#### [Task instructions]
Please output every line of the material as it stands, without the pictures.

#### [Dataset excerpts]
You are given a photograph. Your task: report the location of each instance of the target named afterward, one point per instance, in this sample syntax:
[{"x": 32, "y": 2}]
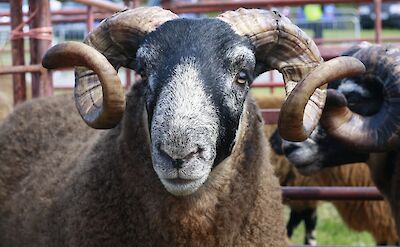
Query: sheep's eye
[{"x": 242, "y": 77}]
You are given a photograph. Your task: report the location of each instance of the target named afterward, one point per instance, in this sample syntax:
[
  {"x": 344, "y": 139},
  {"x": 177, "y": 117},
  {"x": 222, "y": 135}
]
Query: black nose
[
  {"x": 289, "y": 148},
  {"x": 177, "y": 163}
]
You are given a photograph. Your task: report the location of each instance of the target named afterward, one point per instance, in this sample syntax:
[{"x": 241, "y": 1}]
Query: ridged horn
[
  {"x": 117, "y": 39},
  {"x": 378, "y": 132},
  {"x": 283, "y": 46}
]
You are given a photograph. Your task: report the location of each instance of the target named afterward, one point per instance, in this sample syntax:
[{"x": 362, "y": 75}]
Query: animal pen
[{"x": 40, "y": 20}]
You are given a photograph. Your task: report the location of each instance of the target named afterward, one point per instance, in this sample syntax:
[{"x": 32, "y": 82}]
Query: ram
[
  {"x": 374, "y": 217},
  {"x": 181, "y": 162},
  {"x": 360, "y": 123},
  {"x": 300, "y": 211}
]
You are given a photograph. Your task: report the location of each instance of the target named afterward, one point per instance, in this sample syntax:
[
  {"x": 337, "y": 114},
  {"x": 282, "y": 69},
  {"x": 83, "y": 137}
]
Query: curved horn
[
  {"x": 283, "y": 46},
  {"x": 117, "y": 38},
  {"x": 379, "y": 132}
]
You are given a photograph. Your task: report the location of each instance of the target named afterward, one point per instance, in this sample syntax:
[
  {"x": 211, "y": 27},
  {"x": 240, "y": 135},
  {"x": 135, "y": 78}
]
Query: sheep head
[
  {"x": 360, "y": 115},
  {"x": 364, "y": 108},
  {"x": 197, "y": 75}
]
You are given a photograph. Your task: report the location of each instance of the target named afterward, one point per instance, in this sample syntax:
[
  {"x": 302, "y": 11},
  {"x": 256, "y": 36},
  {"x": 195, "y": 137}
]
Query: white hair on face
[
  {"x": 184, "y": 120},
  {"x": 350, "y": 86},
  {"x": 190, "y": 98}
]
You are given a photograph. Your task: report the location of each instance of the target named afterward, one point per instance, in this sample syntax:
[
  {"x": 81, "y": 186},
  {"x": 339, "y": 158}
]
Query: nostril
[
  {"x": 178, "y": 156},
  {"x": 193, "y": 153},
  {"x": 289, "y": 148},
  {"x": 177, "y": 163}
]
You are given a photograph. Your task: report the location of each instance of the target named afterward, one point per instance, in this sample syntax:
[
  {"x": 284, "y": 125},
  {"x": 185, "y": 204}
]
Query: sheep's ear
[
  {"x": 281, "y": 45},
  {"x": 99, "y": 95},
  {"x": 276, "y": 143}
]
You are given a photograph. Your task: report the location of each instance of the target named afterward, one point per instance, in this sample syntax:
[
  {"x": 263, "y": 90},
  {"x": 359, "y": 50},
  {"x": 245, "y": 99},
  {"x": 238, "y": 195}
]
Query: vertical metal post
[
  {"x": 90, "y": 19},
  {"x": 378, "y": 21},
  {"x": 17, "y": 51},
  {"x": 42, "y": 84}
]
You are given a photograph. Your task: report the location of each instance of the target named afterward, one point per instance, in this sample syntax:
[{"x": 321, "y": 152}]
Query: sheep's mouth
[
  {"x": 183, "y": 187},
  {"x": 308, "y": 169}
]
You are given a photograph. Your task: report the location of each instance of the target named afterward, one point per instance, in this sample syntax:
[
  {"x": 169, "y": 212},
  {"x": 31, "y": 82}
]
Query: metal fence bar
[
  {"x": 331, "y": 193},
  {"x": 213, "y": 6}
]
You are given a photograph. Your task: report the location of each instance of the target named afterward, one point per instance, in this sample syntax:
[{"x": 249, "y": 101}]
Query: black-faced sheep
[
  {"x": 188, "y": 163},
  {"x": 360, "y": 124},
  {"x": 374, "y": 217},
  {"x": 300, "y": 211}
]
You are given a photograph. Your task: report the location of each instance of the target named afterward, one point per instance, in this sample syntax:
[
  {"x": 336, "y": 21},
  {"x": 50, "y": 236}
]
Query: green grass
[
  {"x": 365, "y": 33},
  {"x": 332, "y": 231}
]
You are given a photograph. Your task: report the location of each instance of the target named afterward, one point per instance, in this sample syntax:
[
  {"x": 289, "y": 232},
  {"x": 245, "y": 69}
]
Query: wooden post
[
  {"x": 42, "y": 84},
  {"x": 17, "y": 51}
]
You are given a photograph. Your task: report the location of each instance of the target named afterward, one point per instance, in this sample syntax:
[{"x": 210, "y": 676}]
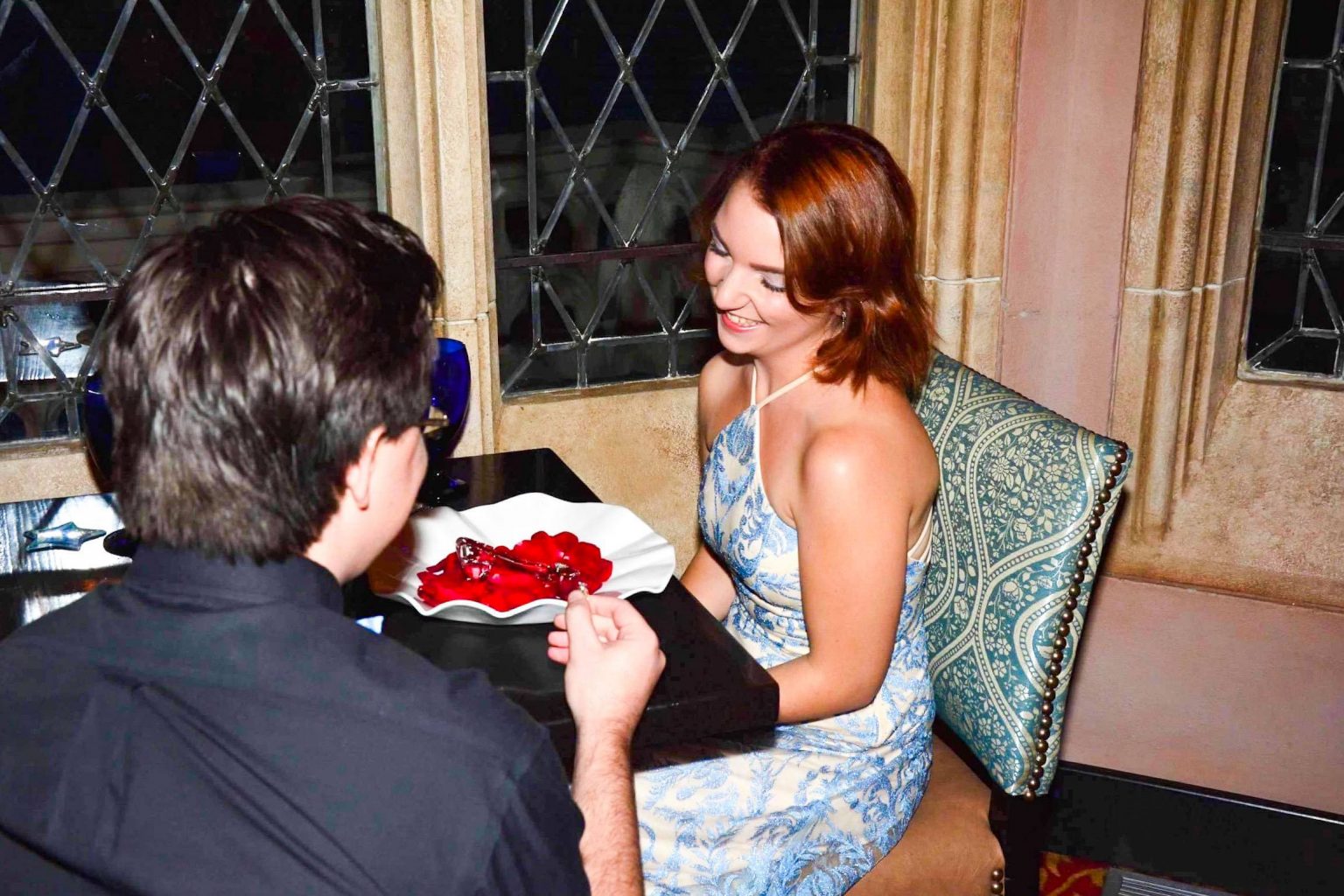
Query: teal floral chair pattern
[{"x": 1025, "y": 506}]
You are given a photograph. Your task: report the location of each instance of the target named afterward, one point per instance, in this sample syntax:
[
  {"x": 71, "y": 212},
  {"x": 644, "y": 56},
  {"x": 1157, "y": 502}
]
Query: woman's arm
[
  {"x": 852, "y": 512},
  {"x": 711, "y": 584}
]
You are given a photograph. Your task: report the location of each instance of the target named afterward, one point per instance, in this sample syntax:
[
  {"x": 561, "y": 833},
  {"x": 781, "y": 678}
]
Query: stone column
[
  {"x": 940, "y": 92},
  {"x": 433, "y": 80}
]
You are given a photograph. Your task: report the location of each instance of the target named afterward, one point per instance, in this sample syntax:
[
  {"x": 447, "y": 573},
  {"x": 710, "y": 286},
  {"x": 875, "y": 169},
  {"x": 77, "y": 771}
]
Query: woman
[{"x": 815, "y": 511}]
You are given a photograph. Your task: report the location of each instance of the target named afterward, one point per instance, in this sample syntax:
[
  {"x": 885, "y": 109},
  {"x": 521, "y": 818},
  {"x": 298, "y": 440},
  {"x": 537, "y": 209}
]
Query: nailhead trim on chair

#### [Answer to this task]
You are given a photograph. Your task: report the location of each instance of the target named afterward, one point per instance, in this sample syntax:
[{"x": 32, "y": 2}]
Query: sheep's eye
[{"x": 242, "y": 77}]
You are given a photograph. Your task: report the location of each instance of the target named afterward, one point per instance, in this sample syntax:
[
  {"x": 344, "y": 139},
  {"x": 177, "y": 117},
  {"x": 222, "y": 135}
]
Query: black nose
[
  {"x": 289, "y": 148},
  {"x": 177, "y": 163}
]
You are given a photograph. Your task: report the location of each instance of the target named afterward, one point per instance, in this sample syntax:
[{"x": 241, "y": 1}]
Query: ridged horn
[
  {"x": 117, "y": 39},
  {"x": 378, "y": 132},
  {"x": 283, "y": 46}
]
You are given a photograph. Your task: report the location of each instance of the target named afterward, one point per instance, in this sample syntax:
[{"x": 362, "y": 75}]
Query: animal pen
[{"x": 40, "y": 20}]
You are given a photograph. Your task: report the location of each instance of the target named afterward, one point per instance, in this sample syntax:
[{"x": 32, "y": 82}]
Query: ram
[
  {"x": 374, "y": 217},
  {"x": 181, "y": 162},
  {"x": 360, "y": 123},
  {"x": 300, "y": 211}
]
You are given a photograph. Your task: report the location of each instance of the target named afterward, one point per instance, in this sample syntax:
[
  {"x": 337, "y": 114},
  {"x": 282, "y": 69},
  {"x": 83, "y": 137}
]
Query: curved horn
[
  {"x": 283, "y": 46},
  {"x": 117, "y": 38},
  {"x": 379, "y": 132}
]
You are given a photograph. Your task: report the location of each instance of the target named afterward, one point per instance, in this sample syntax:
[
  {"x": 211, "y": 27},
  {"x": 240, "y": 135},
  {"x": 135, "y": 78}
]
Query: sheep head
[
  {"x": 360, "y": 115},
  {"x": 364, "y": 108},
  {"x": 197, "y": 75}
]
You are given a photograph. Your task: report the location of each instance of the target named afterward, one point per instance, in this sample syntax:
[
  {"x": 302, "y": 11},
  {"x": 256, "y": 36},
  {"x": 195, "y": 137}
]
Query: white hair on face
[
  {"x": 184, "y": 120},
  {"x": 350, "y": 86},
  {"x": 190, "y": 98}
]
You are given a photograph. Your task: report the location of each instance of the target named afterward, one point per instance, in this sample syntax:
[
  {"x": 81, "y": 186},
  {"x": 339, "y": 158}
]
Query: nostril
[
  {"x": 178, "y": 156},
  {"x": 193, "y": 153},
  {"x": 289, "y": 148},
  {"x": 177, "y": 163}
]
You are given a photograph. Your task: report the location of each instance of the target named afterward, one point per instance, in this sample syntax:
[
  {"x": 284, "y": 125},
  {"x": 185, "y": 204}
]
Query: sheep's ear
[
  {"x": 281, "y": 45},
  {"x": 99, "y": 95},
  {"x": 276, "y": 143}
]
You are given a photograph. Your task: report the location of each instance of the target named afterward, one point per instance, in this sample syntax:
[
  {"x": 263, "y": 90},
  {"x": 359, "y": 50},
  {"x": 245, "y": 99},
  {"x": 238, "y": 195}
]
Query: vertical metal post
[
  {"x": 90, "y": 19},
  {"x": 378, "y": 21},
  {"x": 17, "y": 51},
  {"x": 42, "y": 84}
]
You are given a photograph. Your task: report the location of each instance of the target named afterward, one point per instance, in this sample syntax:
[{"x": 321, "y": 152}]
Query: sheep's mouth
[
  {"x": 183, "y": 187},
  {"x": 308, "y": 169}
]
You are given a photograph. Your task: report the location of each instance of the target named afterward, one point per instance, in this sample syntax:
[
  {"x": 169, "y": 212},
  {"x": 31, "y": 82}
]
Query: metal fence bar
[
  {"x": 331, "y": 193},
  {"x": 213, "y": 6}
]
You are given a photograph. Your task: report the location of each instance of the target named afterward, one point per instance, in this sample syntax:
[{"x": 249, "y": 101}]
Query: black-faced sheep
[
  {"x": 188, "y": 163},
  {"x": 360, "y": 124},
  {"x": 374, "y": 217},
  {"x": 300, "y": 211}
]
You are given a photograph. Your task: report the location of each instance of the target named afterward, one point per instance, in this sample syntax:
[
  {"x": 336, "y": 21},
  {"x": 50, "y": 236}
]
Query: green grass
[
  {"x": 365, "y": 33},
  {"x": 332, "y": 231}
]
You are given a photograph. Your task: report the location of each instance of the target named afterward, one point per instance, in this sample syntax:
[
  {"x": 289, "y": 232},
  {"x": 245, "y": 69}
]
Query: wooden post
[
  {"x": 42, "y": 84},
  {"x": 17, "y": 51}
]
You are given a photograph. Your task: report the location of each instance of the target named afterward, one point per instance, in this sample syntax:
[{"x": 210, "y": 676}]
Query: teal floral chair pattern
[{"x": 1025, "y": 506}]
You are given a photograph. Your task: report the location of each instance of the target named afterward, one point per instance, in this sample syntax:
[
  {"x": 71, "y": 212},
  {"x": 644, "y": 56},
  {"x": 1157, "y": 502}
]
Query: woman's arm
[
  {"x": 852, "y": 512},
  {"x": 711, "y": 584}
]
You are given a photograph. Your task: report the location of each instance of the target named afterward, one point per instance, in this sample syntax:
[
  {"x": 561, "y": 833},
  {"x": 781, "y": 678}
]
Query: stone column
[
  {"x": 940, "y": 92},
  {"x": 433, "y": 80}
]
You are given a photograph. Your task: report the location of each instance of the target named afterward, one point per instance, in this sample syntax:
[
  {"x": 447, "y": 573},
  {"x": 710, "y": 286},
  {"x": 875, "y": 169},
  {"x": 77, "y": 771}
]
Query: woman
[{"x": 815, "y": 511}]
You are given a photograph. Your task: report the location of each instance of the target named afterward, one point per instance, in this sample syntax:
[
  {"x": 885, "y": 109},
  {"x": 521, "y": 818},
  {"x": 298, "y": 440},
  {"x": 537, "y": 209}
]
Query: nailhead trim on chair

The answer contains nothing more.